◆ Your objective
Count the lines in the entries below that contain the string "lion", and reply with that number only.
* START Given records *
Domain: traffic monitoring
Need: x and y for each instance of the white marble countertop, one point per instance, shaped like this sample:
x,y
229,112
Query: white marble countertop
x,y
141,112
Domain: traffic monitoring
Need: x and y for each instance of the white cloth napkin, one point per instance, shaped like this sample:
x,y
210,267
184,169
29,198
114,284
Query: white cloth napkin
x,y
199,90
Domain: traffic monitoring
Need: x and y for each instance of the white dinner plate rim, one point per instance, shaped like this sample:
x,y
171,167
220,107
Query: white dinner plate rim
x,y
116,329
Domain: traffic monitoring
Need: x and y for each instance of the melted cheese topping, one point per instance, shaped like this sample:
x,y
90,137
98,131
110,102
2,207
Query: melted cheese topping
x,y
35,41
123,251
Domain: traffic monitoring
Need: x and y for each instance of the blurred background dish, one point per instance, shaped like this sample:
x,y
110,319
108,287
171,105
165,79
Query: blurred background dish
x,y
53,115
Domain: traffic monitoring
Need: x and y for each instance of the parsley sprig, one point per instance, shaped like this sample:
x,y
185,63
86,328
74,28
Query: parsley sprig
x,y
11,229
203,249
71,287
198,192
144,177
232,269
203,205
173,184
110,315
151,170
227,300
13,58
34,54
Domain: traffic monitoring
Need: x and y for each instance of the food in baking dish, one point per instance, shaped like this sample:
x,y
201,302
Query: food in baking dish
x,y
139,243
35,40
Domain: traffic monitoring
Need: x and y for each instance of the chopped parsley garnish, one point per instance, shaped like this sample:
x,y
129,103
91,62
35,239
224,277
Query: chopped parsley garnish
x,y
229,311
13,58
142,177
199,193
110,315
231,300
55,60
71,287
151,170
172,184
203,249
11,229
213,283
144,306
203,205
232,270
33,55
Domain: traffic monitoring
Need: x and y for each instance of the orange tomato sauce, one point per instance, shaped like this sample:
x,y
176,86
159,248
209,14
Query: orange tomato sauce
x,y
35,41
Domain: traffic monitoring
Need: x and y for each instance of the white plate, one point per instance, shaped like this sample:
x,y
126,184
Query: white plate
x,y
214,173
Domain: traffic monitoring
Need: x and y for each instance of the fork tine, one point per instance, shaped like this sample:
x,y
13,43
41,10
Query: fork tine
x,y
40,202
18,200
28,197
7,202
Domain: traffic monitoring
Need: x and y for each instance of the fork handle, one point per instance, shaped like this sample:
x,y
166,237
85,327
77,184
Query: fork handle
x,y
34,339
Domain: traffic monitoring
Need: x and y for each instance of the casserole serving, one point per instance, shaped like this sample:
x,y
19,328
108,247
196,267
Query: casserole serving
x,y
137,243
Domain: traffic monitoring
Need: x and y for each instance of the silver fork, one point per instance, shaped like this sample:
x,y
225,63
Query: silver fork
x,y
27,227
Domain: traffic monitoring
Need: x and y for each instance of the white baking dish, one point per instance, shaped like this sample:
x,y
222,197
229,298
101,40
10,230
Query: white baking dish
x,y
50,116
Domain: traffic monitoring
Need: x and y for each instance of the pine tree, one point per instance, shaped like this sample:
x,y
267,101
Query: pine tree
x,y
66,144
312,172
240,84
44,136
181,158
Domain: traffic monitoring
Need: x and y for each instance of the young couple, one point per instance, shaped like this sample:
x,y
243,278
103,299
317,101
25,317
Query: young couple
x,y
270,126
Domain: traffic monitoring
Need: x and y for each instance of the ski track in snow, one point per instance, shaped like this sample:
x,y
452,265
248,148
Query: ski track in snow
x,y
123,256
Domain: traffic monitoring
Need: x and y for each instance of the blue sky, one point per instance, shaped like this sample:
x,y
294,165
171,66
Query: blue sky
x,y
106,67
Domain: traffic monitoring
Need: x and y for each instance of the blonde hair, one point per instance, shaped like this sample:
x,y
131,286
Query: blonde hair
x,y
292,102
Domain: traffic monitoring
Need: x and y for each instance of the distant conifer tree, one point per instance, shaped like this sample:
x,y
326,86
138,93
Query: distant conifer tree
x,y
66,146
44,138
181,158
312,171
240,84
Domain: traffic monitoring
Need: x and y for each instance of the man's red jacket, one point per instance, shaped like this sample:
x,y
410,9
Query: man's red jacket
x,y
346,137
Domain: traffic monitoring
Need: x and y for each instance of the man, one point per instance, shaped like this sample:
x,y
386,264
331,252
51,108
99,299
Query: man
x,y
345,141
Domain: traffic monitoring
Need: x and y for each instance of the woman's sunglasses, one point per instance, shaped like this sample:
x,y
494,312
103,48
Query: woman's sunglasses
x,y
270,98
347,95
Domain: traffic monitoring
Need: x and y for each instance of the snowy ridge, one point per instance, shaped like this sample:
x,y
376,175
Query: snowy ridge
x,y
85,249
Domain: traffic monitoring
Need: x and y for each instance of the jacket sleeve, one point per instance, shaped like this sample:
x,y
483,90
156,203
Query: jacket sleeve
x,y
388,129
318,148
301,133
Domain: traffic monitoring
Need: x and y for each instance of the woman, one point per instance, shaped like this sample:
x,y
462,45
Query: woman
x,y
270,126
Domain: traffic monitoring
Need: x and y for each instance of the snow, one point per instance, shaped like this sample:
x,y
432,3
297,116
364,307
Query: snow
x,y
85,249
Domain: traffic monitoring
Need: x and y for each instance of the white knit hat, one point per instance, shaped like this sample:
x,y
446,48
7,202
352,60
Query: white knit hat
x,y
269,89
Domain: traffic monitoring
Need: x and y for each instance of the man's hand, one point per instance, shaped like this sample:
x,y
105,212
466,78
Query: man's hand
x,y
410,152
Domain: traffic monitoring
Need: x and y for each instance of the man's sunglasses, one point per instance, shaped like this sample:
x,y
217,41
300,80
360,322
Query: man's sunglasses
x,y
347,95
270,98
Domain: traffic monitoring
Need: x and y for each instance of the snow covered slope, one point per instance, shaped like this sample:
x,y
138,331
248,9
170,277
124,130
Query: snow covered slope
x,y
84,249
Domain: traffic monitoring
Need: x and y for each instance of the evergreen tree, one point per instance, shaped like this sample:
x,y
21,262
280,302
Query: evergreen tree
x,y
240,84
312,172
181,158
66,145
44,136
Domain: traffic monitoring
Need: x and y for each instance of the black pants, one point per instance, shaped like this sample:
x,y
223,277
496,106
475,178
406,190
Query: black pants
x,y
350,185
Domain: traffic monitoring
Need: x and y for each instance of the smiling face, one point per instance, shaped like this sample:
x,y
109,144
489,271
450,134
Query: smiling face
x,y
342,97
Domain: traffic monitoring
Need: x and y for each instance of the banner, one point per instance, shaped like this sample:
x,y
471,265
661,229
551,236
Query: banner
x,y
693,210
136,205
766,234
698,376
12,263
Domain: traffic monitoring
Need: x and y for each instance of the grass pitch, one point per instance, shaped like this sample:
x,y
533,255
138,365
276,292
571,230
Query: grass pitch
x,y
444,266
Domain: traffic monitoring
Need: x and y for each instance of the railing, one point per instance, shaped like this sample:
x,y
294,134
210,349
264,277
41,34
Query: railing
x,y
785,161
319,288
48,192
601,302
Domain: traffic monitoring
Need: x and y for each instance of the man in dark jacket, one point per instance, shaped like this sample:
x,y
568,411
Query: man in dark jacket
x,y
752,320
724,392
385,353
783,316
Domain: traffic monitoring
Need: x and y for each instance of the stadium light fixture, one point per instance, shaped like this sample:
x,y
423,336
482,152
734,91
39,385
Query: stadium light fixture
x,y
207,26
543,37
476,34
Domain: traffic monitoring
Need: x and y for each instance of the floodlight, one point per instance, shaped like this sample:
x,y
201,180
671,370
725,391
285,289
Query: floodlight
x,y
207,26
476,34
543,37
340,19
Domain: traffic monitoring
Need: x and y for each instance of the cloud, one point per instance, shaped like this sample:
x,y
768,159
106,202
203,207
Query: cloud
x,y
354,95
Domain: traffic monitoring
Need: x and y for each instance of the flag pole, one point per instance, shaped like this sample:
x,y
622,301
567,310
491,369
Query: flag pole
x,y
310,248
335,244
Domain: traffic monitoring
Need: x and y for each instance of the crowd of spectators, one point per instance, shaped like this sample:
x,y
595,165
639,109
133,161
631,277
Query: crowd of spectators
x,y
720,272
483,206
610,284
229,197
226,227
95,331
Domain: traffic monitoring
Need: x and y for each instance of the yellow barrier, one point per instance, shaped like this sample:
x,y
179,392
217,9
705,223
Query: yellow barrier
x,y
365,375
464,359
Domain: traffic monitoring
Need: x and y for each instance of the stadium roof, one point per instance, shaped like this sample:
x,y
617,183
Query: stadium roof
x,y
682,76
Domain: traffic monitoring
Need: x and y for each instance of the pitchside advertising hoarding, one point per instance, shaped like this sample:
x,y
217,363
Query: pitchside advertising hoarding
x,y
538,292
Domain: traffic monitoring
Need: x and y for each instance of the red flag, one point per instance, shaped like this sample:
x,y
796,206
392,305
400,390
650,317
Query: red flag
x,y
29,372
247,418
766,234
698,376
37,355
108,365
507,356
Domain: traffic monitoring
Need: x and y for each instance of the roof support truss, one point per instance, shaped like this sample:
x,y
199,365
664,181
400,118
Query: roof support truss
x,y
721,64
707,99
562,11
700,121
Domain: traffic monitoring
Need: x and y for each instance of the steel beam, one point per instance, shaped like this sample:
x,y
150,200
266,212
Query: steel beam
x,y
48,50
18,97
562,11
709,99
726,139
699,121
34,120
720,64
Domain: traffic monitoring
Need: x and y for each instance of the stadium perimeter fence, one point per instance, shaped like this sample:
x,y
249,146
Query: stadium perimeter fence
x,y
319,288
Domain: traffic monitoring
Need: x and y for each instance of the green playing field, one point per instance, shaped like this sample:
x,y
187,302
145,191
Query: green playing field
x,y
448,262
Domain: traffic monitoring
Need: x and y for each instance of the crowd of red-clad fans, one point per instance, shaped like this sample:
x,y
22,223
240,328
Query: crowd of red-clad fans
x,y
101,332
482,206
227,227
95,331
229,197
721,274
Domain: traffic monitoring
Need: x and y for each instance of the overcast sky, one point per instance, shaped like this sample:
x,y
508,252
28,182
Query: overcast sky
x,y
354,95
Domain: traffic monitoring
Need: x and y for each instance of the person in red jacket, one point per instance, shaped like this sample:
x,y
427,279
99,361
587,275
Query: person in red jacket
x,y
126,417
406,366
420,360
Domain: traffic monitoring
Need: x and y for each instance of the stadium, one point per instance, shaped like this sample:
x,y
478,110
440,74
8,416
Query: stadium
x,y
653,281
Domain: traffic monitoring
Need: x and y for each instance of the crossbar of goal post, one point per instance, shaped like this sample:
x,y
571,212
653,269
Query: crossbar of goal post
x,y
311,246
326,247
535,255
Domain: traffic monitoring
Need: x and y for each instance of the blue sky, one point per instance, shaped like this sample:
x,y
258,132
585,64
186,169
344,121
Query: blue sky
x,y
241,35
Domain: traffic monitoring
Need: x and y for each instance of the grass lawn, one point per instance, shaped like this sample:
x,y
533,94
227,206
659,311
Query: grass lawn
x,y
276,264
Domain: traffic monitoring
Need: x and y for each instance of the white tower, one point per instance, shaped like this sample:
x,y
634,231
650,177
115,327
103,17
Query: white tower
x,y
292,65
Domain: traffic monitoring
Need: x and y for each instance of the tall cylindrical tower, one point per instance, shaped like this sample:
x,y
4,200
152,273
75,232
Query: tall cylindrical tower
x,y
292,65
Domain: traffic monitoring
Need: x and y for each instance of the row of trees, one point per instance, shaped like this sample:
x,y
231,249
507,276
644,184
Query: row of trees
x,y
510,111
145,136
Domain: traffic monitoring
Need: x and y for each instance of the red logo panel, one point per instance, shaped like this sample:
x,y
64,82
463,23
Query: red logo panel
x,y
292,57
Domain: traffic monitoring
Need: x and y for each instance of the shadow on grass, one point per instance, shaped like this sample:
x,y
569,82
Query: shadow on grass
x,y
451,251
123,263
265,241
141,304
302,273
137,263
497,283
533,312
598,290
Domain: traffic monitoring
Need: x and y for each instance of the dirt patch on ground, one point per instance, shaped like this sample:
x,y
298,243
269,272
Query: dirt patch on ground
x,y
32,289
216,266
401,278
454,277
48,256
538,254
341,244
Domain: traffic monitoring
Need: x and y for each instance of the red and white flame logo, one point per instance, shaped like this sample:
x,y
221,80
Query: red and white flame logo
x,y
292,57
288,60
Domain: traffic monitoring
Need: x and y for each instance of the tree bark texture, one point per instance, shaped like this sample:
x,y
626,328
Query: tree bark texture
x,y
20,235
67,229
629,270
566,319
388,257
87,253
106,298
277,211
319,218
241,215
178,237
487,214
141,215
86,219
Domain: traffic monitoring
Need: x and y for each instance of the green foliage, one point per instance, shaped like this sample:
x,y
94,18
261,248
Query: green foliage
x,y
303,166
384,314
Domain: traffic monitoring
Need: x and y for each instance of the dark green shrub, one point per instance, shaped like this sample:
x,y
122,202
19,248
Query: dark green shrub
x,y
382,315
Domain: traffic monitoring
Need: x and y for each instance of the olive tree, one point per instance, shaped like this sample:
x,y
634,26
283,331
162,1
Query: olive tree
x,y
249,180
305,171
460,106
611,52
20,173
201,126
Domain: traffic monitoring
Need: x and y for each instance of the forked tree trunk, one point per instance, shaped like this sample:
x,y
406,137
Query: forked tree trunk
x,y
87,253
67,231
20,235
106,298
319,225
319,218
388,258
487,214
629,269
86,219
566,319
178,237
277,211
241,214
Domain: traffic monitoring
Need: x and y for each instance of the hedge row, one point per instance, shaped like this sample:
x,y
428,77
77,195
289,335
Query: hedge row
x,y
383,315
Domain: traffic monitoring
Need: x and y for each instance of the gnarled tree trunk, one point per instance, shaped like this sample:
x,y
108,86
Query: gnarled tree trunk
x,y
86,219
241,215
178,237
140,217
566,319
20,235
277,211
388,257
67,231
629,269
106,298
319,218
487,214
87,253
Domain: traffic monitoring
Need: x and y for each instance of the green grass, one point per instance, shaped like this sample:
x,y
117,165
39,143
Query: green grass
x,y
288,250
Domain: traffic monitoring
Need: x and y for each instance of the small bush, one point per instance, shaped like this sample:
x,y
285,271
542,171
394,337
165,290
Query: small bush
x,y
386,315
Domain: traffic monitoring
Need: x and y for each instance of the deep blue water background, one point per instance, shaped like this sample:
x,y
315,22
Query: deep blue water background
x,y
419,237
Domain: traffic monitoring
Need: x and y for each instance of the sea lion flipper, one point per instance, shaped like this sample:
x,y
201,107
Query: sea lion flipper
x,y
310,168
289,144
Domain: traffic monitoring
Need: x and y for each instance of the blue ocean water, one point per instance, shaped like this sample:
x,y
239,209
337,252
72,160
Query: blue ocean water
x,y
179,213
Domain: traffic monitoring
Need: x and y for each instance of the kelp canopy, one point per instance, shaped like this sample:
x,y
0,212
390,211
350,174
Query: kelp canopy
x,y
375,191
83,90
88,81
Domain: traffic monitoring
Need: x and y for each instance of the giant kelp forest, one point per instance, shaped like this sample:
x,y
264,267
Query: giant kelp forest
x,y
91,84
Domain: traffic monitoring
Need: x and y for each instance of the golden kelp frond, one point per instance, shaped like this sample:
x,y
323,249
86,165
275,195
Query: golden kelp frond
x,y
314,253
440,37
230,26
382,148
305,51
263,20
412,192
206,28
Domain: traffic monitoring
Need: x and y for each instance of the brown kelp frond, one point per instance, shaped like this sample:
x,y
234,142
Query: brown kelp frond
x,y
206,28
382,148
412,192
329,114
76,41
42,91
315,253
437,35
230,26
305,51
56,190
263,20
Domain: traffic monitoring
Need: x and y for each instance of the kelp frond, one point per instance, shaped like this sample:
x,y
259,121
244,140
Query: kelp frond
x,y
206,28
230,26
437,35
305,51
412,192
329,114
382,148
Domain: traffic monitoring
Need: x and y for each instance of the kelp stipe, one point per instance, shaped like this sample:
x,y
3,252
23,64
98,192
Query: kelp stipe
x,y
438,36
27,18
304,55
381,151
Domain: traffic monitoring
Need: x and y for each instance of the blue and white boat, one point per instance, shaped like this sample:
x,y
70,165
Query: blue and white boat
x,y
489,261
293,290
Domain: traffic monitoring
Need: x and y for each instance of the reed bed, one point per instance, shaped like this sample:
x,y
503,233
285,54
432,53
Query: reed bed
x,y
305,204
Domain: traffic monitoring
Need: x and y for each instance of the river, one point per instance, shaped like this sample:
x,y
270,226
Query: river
* END Given records *
◆ Answer to the exercise
2